PROBLEM SET =
[1] Answer these from the J. Robert Bren biography:
(a) In what city and country was Bren born?
(b) For how many feature films did he write the story or screenplay?
(c) Who appeared alongside Joan Fontaine in The Man Who Found Himself?
[2] Print the J. Robert Bren biography from "Life and career" up to and including "with John Beal.".
[3] Carry on the J. Robert Bren biography from the point where it stops.

J. Robert Bren (July 23, 1903 – October 1, 1981) was a Mexican-American screenwriter and producer who was active from the mid-1930s through the mid-1950s. He wrote either the story or screenplay for thirty feature films, as well as producing at least two of those films.

Life and career
Born Jose Roberto Bustamante Gutierrez on July 23, 1903, in Guanajuato, Mexico, he entered the film industry, working on the sound crew for the 1933 film, Face in the Sky. The following year he began writing stories for films, the first of which was the 20th Century Fox film, Looking for Trouble, starring Spencer Tracy and Jack Oakie. He was also one of the story authors for The Band Plays On (1933), starring Robert Young. In 1937 he was one of three writers who expanded an unpublished Damon Runyon story which was turned into the screenplay for Racing Lady, which starred Ann Dvorak, Smith Ballew, and Harry Carey. Bren was one of the writers of the screenplay for The Man Who Found Himself, also in 1937, featuring Joan Fontaine in her first starring role, along with John Beal.

(Pointing dataset excerpts)
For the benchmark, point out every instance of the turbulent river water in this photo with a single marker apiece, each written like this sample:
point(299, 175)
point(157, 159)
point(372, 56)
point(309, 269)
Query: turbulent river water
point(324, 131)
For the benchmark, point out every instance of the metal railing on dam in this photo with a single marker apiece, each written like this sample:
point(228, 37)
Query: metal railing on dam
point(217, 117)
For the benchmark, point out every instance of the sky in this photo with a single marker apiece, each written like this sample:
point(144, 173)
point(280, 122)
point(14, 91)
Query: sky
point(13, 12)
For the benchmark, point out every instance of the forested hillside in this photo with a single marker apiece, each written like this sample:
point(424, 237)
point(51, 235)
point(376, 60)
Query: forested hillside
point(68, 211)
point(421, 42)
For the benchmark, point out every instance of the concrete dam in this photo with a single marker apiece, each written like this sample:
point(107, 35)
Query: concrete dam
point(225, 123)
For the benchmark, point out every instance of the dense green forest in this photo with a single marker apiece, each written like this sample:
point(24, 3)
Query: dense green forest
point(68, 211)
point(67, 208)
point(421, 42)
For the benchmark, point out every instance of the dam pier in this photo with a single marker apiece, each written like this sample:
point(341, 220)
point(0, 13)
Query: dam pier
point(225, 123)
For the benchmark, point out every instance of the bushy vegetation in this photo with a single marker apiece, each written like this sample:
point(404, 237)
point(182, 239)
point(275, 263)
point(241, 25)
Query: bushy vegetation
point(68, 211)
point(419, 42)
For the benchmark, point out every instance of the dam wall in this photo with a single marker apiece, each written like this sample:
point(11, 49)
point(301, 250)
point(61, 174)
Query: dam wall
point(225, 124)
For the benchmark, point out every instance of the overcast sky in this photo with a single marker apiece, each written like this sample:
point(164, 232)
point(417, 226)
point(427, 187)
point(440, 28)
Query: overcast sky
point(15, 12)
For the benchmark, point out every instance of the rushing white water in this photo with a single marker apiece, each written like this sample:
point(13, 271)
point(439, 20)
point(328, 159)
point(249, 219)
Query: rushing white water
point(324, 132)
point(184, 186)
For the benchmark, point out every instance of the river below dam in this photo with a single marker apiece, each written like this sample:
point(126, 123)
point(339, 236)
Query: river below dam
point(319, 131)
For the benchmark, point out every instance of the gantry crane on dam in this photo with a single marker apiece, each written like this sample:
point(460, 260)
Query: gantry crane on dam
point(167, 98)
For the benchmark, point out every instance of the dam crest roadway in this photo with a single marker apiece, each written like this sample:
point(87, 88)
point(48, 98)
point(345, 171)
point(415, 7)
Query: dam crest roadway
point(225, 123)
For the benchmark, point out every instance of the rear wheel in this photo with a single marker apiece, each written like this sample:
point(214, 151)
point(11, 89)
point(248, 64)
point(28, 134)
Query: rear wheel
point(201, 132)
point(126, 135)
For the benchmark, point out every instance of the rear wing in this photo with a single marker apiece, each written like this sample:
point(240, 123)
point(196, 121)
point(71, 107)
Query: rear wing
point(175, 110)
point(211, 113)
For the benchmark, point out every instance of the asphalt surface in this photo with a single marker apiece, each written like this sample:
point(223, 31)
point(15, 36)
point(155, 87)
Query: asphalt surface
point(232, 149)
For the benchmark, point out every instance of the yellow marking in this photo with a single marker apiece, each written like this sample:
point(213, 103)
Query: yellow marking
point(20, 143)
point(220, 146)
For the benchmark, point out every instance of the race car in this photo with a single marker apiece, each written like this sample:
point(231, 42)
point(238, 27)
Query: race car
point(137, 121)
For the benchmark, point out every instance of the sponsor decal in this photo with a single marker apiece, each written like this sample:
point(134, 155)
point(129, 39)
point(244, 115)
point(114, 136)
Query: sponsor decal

OUTPUTS FOR THE TASKS =
[1]
(a) Guanajuato, Mexico
(b) Thirty
(c) John Beal

[2]
Life and career
Born Jose Roberto Bustamante Gutierrez on July 23, 1903, in Guanajuato, Mexico, he entered the film industry, working on the sound crew for the 1933 film, Face in the Sky. The following year he began writing stories for films, the first of which was the 20th Century Fox film, Looking for Trouble, starring Spencer Tracy and Jack Oakie. He was also one of the story authors for The Band Plays On (1933), starring Robert Young. In 1937 he was one of three writers who expanded an unpublished Damon Runyon story which was turned into the screenplay for Racing Lady, which starred Ann Dvorak, Smith Ballew, and Harry Carey. Bren was one of the writers of the screenplay for The Man Who Found Himself, also in 1937, featuring Joan Fontaine in her first starring role, along with John Beal.

[3]
In 1942, Bren co-wrote the original story for the film, In Old California, starring John Wayne. Bren produced the 1945 film, First Yank into Tokyo, from a screenplay he wrote. The film stars Tom Neal and Barbara Hale, and was directed by Gordon Douglas. To open the film, Bren secured the rights to a tape of Japan's prime minister, Kuniaki Koiso, in which he exhorts the Japanese population to "sacrifice everything to repulse the enemy." Bren served on the California State Welfare Board in 1949. Also on the board was Hazel Hurst, a blind young lady who was famous for advocacy for the blind, especially for the use of guide dogs. She was one of the founders of the Hurst Foundation. Bren wrote a screenplay based on Hurst's life. The 1954 film, Naked Alibi, directed by Jerry Hopper and starring Sterling Hayden and Gloria Grahame, was based on a story by Bren and his long-time writing partner, Gladys Atwater. Bren's last big screen writing credit was again as story co-writer with Atwater for The Treasure of Pancho Villa, directed by George Sherman, and starring Rory Calhoun, Shelley Winters and Gilbert Roland.

Filmography
(as per AFI's database)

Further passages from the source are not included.